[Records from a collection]

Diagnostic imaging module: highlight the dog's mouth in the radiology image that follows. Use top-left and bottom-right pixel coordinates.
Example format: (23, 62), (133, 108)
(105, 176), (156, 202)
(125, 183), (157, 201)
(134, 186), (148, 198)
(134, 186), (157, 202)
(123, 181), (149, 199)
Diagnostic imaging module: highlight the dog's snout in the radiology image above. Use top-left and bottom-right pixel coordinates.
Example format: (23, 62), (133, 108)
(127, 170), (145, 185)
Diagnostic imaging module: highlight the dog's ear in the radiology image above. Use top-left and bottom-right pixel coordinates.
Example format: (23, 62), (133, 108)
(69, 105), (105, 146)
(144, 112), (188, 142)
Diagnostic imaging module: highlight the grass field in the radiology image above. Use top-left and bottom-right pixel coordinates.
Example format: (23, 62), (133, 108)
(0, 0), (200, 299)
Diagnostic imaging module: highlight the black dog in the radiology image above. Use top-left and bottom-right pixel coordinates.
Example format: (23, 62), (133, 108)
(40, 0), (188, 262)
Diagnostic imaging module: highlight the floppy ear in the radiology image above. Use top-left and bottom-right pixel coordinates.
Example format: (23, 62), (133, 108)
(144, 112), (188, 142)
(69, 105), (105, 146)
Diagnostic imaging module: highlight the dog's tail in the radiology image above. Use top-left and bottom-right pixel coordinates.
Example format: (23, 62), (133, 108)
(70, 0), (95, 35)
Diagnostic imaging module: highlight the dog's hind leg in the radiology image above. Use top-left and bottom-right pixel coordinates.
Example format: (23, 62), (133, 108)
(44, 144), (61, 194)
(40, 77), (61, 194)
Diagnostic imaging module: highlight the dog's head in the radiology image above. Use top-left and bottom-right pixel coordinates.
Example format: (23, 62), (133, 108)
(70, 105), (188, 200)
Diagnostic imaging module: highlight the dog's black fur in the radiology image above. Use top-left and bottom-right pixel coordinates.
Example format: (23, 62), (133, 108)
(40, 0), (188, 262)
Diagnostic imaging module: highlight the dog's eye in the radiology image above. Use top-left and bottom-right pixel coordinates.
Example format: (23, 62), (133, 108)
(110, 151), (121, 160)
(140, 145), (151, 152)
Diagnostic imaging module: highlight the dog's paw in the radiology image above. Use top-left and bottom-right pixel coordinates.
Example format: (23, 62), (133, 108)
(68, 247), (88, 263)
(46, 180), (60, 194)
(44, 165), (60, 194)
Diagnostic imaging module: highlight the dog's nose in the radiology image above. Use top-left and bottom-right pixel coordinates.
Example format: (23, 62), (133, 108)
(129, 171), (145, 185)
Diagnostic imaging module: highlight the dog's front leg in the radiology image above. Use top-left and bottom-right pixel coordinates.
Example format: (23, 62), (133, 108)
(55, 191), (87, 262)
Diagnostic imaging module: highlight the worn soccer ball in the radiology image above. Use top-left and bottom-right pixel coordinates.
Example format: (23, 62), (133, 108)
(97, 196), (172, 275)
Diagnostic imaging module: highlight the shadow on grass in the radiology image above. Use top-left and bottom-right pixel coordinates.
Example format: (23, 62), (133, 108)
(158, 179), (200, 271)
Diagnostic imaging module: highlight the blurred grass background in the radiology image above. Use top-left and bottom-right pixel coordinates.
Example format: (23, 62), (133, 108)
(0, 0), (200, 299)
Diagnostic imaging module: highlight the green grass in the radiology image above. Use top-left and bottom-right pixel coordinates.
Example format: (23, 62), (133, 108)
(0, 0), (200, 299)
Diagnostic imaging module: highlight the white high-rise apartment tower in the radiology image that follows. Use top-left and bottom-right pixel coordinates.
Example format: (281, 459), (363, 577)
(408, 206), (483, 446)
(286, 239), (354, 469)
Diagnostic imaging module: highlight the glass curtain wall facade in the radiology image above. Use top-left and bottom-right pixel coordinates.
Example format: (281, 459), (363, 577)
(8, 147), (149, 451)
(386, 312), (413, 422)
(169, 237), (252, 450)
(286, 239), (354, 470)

### [DIRECTIONS]
The lines from the one holding "Diagnostic imaging module: highlight the glass" to the end of the entries are to be repeated exactly, with both ends included and nothing else.

### [REPLY TO THE TASK]
Diagnostic imaging module: highlight the glass curtain wall facade in the radiology image above. Use top-left and bottom-right pixel coordinates.
Example format: (281, 459), (363, 577)
(8, 147), (149, 451)
(386, 312), (413, 422)
(169, 237), (252, 450)
(286, 239), (354, 470)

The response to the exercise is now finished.